*** Record excerpts ***

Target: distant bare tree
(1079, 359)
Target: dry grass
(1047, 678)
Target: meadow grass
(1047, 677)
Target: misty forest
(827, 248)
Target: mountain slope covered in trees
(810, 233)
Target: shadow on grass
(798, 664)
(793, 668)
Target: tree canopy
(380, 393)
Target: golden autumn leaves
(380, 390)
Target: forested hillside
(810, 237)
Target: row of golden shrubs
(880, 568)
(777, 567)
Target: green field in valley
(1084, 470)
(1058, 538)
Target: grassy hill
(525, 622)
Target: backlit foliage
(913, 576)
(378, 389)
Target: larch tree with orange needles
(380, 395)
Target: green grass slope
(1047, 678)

*** End of Record excerpts ***

> **Work required**
From the line that holds "Target: forested hillside" to the last line of the records above, print each line exactly. Add nothing else.

> **Finished task**
Target: forested hillside
(810, 237)
Target: row of golden shrubs
(880, 568)
(777, 567)
Target: green field in valley
(1084, 470)
(1058, 538)
Target: grassy hill
(525, 622)
Target: backlit foliage
(913, 576)
(378, 389)
Target: larch tree with orange needles
(380, 395)
Target: green grass slope
(1047, 678)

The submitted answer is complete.